Extracted text:
(begin)
What Is the Income Approach Valuation Method?
The income approach valuation method determines the fair value of an asset or business by estimating the present value of the future income it is expected to produce. Rather than relying on historical data or comparable market transactions, this technique focuses entirely on forward-looking income potential.
This forward-looking quality is what makes it indispensable. For startup founders issuing stock options, PE funds reporting Level 3 assets, or acquirers allocating purchase price under ASC 805, the income approach captures what the market-based approach often cannot: the unique earning capacity of a business that has no close comparable.
The approach accounts for several critical factors simultaneously:
- Market conditions and industry trends shaping revenue trajectory
- Competitive positioning and its impact on margin sustainability
- Asset-specific risk reflected through the discount rate
- Time value of money, recognizing that a dollar today is worth more than a dollar three years from now
Beyond its analytical depth, the income approach enables genuine comparability. By anchoring value to income-generating capacity rather than market sentiment, analysts can evaluate companies across sectors and stages on the same foundation – a major advantage when assessing intangible assets like intellectual property, customer relationships, or brand equity where historical cost bears little relationship to economic worth.
Why Does ASC 820 Matter for Income Approach Valuations?
ASC 820, officially titled Fair Value Measurement, is the Financial Accounting Standards Board’s (FASB) framework for defining, measuring, and disclosing fair value in financial statements. Under ASC 820, fair value is defined as the exit price – the amount that would be received to sell an asset, or paid to transfer a liability, in an orderly transaction between market participants at the measurement date.
(end)
Data excerpt:
(begin)
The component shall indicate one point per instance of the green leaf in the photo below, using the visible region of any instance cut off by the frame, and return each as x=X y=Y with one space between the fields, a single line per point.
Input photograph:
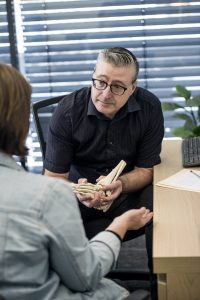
(end)
Using the passage on the income approach valuation method, decide whether each statement agrees with it. Give yes or no for each, along with the exact words from the passage that decide it.
(a) The income approach relies on historical data and comparable market transactions.
(b) Under ASC 820, fair value is defined as the exit price.
(c) The approach reflects asset-specific risk through the discount rate.

(a) No: "Rather than relying on historical data or comparable market transactions, this technique focuses entirely on forward-looking income potential."
(b) Yes: "Under ASC 820, fair value is defined as the exit price"
(c) Yes: "Asset-specific risk reflected through the discount rate"